**EXERCISE DESCRIPTION**. Reproduce only the top of the records, down to and including the line containing "Target: paulaner logo sign".

START INFORMATION GIVEN

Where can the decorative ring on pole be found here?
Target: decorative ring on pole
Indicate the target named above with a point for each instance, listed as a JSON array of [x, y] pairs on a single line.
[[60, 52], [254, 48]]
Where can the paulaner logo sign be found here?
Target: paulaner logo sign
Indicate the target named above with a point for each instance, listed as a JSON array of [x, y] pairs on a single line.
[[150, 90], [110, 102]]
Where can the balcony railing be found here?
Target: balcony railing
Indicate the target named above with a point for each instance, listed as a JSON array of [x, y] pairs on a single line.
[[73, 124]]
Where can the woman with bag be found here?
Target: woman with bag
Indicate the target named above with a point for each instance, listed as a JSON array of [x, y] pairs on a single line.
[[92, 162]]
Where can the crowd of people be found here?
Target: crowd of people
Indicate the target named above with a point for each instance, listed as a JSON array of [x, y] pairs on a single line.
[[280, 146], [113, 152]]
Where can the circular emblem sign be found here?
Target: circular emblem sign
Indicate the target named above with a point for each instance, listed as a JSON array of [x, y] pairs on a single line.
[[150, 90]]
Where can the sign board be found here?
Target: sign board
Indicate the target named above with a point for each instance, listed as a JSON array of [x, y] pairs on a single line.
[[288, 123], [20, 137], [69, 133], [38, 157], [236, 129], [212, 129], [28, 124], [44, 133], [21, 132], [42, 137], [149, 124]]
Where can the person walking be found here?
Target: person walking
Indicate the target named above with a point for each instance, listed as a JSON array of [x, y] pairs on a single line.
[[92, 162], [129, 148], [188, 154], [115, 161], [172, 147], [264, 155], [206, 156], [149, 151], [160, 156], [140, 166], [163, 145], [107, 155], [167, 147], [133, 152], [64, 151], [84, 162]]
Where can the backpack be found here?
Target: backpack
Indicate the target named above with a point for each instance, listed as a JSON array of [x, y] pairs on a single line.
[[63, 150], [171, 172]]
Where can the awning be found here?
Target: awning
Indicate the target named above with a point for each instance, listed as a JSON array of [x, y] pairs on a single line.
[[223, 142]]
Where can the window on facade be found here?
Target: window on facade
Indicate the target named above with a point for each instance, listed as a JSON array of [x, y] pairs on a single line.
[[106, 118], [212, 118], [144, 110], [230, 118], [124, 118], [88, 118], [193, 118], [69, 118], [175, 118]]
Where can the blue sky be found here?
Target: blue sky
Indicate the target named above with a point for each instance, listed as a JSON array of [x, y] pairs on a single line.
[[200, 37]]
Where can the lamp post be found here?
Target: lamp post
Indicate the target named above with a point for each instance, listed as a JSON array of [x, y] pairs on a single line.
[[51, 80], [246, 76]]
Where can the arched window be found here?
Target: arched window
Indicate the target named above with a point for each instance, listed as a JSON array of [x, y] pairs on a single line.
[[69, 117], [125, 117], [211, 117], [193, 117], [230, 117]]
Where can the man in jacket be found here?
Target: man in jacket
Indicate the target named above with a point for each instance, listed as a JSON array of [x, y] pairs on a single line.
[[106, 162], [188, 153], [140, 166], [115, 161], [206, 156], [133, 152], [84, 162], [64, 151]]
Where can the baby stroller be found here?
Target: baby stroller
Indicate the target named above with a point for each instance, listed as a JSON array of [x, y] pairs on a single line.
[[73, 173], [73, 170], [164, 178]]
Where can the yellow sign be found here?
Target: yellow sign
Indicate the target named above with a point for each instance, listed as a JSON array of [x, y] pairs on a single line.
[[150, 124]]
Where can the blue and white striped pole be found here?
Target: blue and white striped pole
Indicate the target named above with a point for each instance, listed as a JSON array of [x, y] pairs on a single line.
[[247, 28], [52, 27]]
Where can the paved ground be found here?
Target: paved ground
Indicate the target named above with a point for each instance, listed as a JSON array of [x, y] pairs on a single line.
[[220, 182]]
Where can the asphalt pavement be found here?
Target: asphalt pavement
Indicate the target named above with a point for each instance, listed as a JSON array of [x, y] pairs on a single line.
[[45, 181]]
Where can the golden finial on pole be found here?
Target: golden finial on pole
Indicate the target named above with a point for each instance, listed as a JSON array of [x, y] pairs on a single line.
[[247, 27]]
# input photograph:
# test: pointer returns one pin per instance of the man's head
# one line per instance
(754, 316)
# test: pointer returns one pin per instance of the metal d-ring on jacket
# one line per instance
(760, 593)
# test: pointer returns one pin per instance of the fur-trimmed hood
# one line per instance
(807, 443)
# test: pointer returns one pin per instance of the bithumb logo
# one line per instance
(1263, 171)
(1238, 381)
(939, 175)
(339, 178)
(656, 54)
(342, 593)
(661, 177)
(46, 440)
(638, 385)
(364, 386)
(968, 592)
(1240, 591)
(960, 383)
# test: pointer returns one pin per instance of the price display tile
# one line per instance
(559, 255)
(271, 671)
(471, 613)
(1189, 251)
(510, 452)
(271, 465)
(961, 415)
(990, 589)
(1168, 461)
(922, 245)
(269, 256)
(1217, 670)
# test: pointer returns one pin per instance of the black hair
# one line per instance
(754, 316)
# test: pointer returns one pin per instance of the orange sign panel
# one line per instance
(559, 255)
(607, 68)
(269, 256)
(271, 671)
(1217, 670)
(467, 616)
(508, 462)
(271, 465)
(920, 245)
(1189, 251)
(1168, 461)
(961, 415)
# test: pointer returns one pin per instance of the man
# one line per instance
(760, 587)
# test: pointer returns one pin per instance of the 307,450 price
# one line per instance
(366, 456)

END INFORMATION GIVEN

**TASK OUTPUT**.
Where can the decorative ring on pole be found here?
Target: decorative ring on pole
Indicate the target named above with a point for each instance, listed as a JSON array of [x, y] pairs on a single line.
[[60, 52], [254, 48]]
Where can the paulaner logo sign be found here?
Target: paulaner logo sign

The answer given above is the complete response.